### TEXTAUSZUG
──────────

Zusätzlich zu Genetik und Epigenetik haben auch Umweltfaktoren bei Babys einen grossen Einfluss auf ihre Gesundheit im Erwachsenenalter. Wo die Prävention ansetzen kann, erläuterte Professor Dr. Christa E. Flück, Leiterin der pädiatrischen Endokrinologie an der Kinderklinik des Inselspitals in Bern, am Forum für medizinische Fortbildung.

Makro Nahaufnahme der Babyhand mit einem Stück Obst, das im Kinderstuhl sitzt Kind isst gesundes Essen
istock.com/Demianastur

Schon in den ersten Lebenstagen spielt das Gewicht eine grosse Rolle für die Lebenserwartung. «Kinder, die schon früh überfüttert werden und sehr schnell viel Gewicht zulegen, kommen in einen beschleunigten Reifungsprozess», erklärte Prof. Flück. Sie erreichen vorzeitig die Adrenarche (mit 7 statt mit 10 Jahren) und die Pubertät (schon vor dem 12. statt nach dem 13. Lebensjahr). Und dies hat weitreichende Folgen. «Diese Kinder haben im Erwachsenenalter einen höheren BMI, einen grösseren Bauchumfang und entsprechend auch ein erhöhtes Risiko für Adipositas, Typ-2-Diabetes, kardiovaskuläre Erkrankungen sowie für ein prämenopausales Mamma-Karzinom und Mortalität», so die Expertin

Auch das Geburtsgewicht beeinflusst bereits das spätere metabolische Risikoprofil. So existiert eine Kaskade von einem niedrigen Geburtsgewicht und einer schnellen Gewichtszunahme über eine frühe Adrenarche und Menarche hin zu einem PCOS und einem metabolischen Syndrom im Erwachsenenalter. «Diese Kinder werden wohl kaum 100 Jahre alt», sagte Prof. Flück.

Art der Entbindung beeinflusst das Mikrobiom

In den ersten Lebensjahren entwickelt sich auch eine Kaskade für Diabetes mellitus Typ 1. Die Prävalenz steigt seit einigen Jahren auch hierzulande stark an. Die Gründe sind noch nicht genau erforscht. «Es existiert eine genetische Prädisposition, die aber nicht sehr ausgeprägt ist. Und es gibt einen Zusammenhang mit der Ernährung, der Umwelt und Weichmachern, dem Epigenom und vielleicht auch mit dem Mikrobiom im Darm», erläuterte die pädiatrische Endokrinologin.

──────────

### ZIEL DER ÜBUNG
Geben Sie den Textauszug von „Auch das Geburtsgewicht“ bis einschließlich „sagte Prof. Flück.“ erneut wieder und ersetzen Sie darin „Geburtsgewicht“ durch „Körpergewicht“.

### QUELLDATEN
──────────

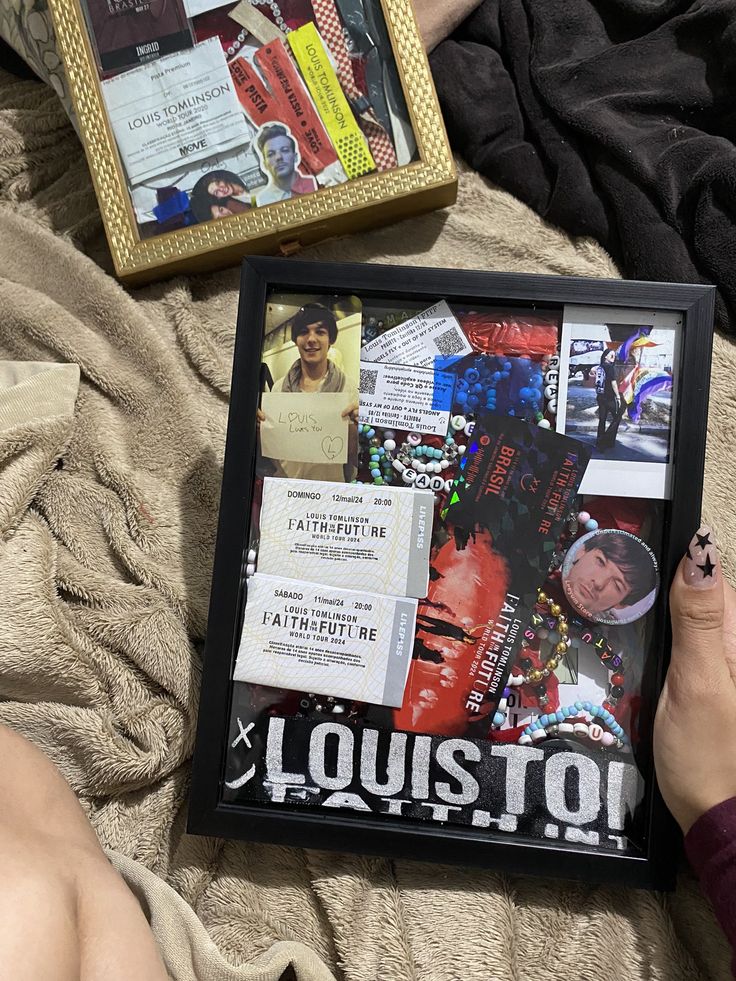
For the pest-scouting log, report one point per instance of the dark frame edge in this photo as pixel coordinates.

──────────

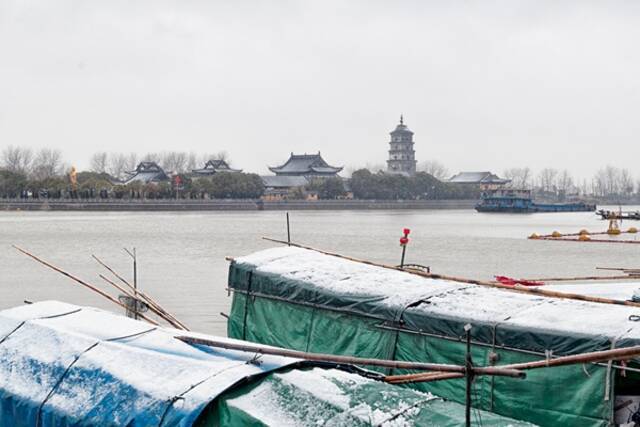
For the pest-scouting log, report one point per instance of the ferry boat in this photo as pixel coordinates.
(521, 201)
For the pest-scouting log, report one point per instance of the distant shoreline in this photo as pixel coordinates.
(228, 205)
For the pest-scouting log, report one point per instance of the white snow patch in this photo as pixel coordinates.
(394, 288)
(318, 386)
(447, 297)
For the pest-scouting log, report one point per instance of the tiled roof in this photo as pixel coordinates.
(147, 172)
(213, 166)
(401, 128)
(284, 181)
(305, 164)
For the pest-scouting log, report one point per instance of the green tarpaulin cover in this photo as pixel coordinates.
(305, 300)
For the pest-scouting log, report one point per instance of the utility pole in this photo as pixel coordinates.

──────────

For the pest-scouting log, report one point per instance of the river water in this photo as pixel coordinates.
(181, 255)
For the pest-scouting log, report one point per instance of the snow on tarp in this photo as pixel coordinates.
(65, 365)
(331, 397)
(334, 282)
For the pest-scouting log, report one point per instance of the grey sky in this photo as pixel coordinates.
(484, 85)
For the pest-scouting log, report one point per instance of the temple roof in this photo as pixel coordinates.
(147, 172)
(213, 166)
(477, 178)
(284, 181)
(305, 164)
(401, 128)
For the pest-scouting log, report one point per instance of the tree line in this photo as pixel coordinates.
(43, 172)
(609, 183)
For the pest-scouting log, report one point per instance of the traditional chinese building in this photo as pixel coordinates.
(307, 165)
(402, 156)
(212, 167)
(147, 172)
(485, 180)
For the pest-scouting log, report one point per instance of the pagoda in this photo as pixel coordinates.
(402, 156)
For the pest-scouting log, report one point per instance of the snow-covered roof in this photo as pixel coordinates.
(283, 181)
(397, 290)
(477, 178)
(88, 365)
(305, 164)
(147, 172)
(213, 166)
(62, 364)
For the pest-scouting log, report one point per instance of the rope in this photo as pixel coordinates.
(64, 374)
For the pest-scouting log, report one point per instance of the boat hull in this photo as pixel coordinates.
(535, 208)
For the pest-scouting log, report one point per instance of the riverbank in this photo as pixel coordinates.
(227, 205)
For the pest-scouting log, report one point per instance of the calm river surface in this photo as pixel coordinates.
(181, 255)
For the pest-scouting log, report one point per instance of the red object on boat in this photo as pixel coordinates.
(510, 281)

──────────

### BEARBEITETE AUFGABE
Auch das Körpergewicht beeinflusst bereits das spätere metabolische Risikoprofil. So existiert eine Kaskade von einem niedrigen Körpergewicht und einer schnellen Gewichtszunahme über eine frühe Adrenarche und Menarche hin zu einem PCOS und einem metabolischen Syndrom im Erwachsenenalter. «Diese Kinder werden wohl kaum 100 Jahre alt», sagte Prof. Flück.